::: Geëxtraheerde tekst :::

●● In Groningen werd in 1636 een nieuw kerkhof aangelegd. Dat werd noodzakelijk omdat het bestaande Martinekerkhof en het A-kerkhof de grenzen van hun capaciteit bereikten. Veel later bleek dat bij het opheffen van dit kerkhof de stoffelijke resten niet waren geruimd. Dit veroorzaakte nogal wat tumult.  

Dat nieuwe kerkhof kreeg de naam Zuiderkerkhof (Suider Kerchoff), niet te verwarren met de Zuiderbegraafplaats die in 1827 aan de Hereweg werd aangelegd en die nu nog altijd bestaat.

Het Zuiderkerkhof was gelegen tussen het huidige Gedempte Zuiderdiep en de Ubbo Emmiussingel. Ongeveer op de plek waar nu het gebouw van de bioscoop ‘Pathé Groningen’ staat. Het kerkhof werd gesloten in 1827.

Het Zuiderkerkhof op de kaart van Haubois rond 1650

Het Zuiderkerkhof op de kaart van Haubois rond 1650

●● Terzijde Nadat het kerkhof gesloten was, werd op het vrijgekomen terrein de militaire Zuiderkazerne gebouwd met een grote aangrenzende cavaleriestal, die tot 1895 in gebruik bleef. Naast het militaire personeel voor de paarden, woonden er gehuwde onderofficieren in deze kazerne. In 1909 bleek echter dat het kerkhof bij de sluiting niet geruimd was. Dat werd ontdekt bij graafwerkzaamheden vanwege de aanleg van de Groningse brandweerkazerne (waarover later meer). ●●

Zuiderkerkhof in het nieuws

Zo nu en dan kwam in oude tijden het Zuiderkerkhof in het nieuws. Zoals in 1669 toen doodgraver Claes Jansen aan de Burgemeesters en Raad een aanvullend traktement vroeg. Hij kon, vanwege zijn grote gezin, van zijn verdienste niet  rondkomen. Hij ontving zes stuivers voor een oude dode en drie stuivers voor een jonge dode. En bijverdienen kon hij niet omdat hij altijd op de begraafplaats aanwezig moest zijn. Of hij inderdaad een loonsverhoging kreeg is niet bekend.

::: Gegevensrijen :::

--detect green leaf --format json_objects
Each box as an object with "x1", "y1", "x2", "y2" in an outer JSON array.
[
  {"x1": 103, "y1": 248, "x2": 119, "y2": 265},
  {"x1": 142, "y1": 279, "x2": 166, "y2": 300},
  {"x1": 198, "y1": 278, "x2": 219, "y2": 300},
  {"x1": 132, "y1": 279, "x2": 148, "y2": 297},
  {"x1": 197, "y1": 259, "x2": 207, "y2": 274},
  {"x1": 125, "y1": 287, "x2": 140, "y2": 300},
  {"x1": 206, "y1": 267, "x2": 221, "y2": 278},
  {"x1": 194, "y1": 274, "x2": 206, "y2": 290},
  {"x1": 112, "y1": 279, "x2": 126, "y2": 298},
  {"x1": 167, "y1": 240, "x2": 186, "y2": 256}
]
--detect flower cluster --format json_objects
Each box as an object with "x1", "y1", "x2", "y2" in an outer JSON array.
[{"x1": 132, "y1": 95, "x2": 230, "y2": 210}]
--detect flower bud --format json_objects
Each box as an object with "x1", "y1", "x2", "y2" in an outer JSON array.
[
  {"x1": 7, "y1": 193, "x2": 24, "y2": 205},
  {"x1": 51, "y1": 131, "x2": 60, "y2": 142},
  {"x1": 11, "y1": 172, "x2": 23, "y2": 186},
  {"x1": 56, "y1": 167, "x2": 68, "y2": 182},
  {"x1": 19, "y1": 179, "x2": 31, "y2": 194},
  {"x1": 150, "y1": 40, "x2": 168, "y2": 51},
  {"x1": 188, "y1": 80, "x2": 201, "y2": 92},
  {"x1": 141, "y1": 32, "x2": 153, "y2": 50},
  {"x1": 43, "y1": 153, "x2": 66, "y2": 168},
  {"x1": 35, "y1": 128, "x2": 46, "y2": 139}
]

:::

◆ Opdracht 1
Neem de tekst over het Zuiderkerkhof over van "Dat nieuwe kerkhof" tot en met "gesloten in 1827." en hernoem daarbij "Hereweg" tot "Herestraat".
◆ Opdracht 2
Zet de tekst over het Zuiderkerkhof voort na de laatste zin.
Voor het werk hieronder heb je de items niet nodig.

◆ Resultaat 1
Dat nieuwe kerkhof kreeg de naam Zuiderkerkhof (Suider Kerchoff), niet te verwarren met de Zuiderbegraafplaats die in 1827 aan de Herestraat werd aangelegd en die nu nog altijd bestaat.

Het Zuiderkerkhof was gelegen tussen het huidige Gedempte Zuiderdiep en de Ubbo Emmiussingel. Ongeveer op de plek waar nu het gebouw van de bioscoop ‘Pathé Groningen’ staat. Het kerkhof werd gesloten in 1827.

◆ Resultaat 2
Ook uit 1716 zijn er klachten bekend die gaan over de toenmalige doodgraver. Hij bleek de kisten van de overledenen nauwelijks met aarde te bedekken. De paarden die hij ’s zomers op de begraafplaats liet grazen, trapten daardoor regelmatig in de kisten; het hout dat daarbij tevoorschijn verpatste hij als brandhout.

De nabestaanden reageerden verontwaardigd: ‘Zo konden de doden niet hun behoorlijke verrottingen ondergaan’. De doodgraver kreeg het bevel de kisten voortaan een voet dieper onder de aarde te zetten en hij mocht geen paarden meer laten grazen op het kerkhof.

In 1720 meldt Hermannus Silhuijs, die dan de doodgraver is, dat de muur rond het kerkhof door het ‘verdicken van de stadtswalle is geruineert’, waardoor er geregeld clandestien vuilnis wordt gestort op de begraafplaats. Daardoor aangetrokken, wroeten er loslopende (stads)zwijnen rond op begraafplaats. Hij verzoekt het stadsbestuur een heg of een planken schutting om het kerkhof te laten aanbrengen.

Zuiderkerkhof wordt gesloten in 1827
In 1827 wordt het Zuiderkerkhof gesloten. Dat hield verband met de cholera/malaria epidemie die in 1826 in de stad heerste waaraan 2.800 Groningers overleden (10 % van de bevolking). De stadsregering besloot daarop dat er geen doden meer mochten worden begraven binnen de stadswallen.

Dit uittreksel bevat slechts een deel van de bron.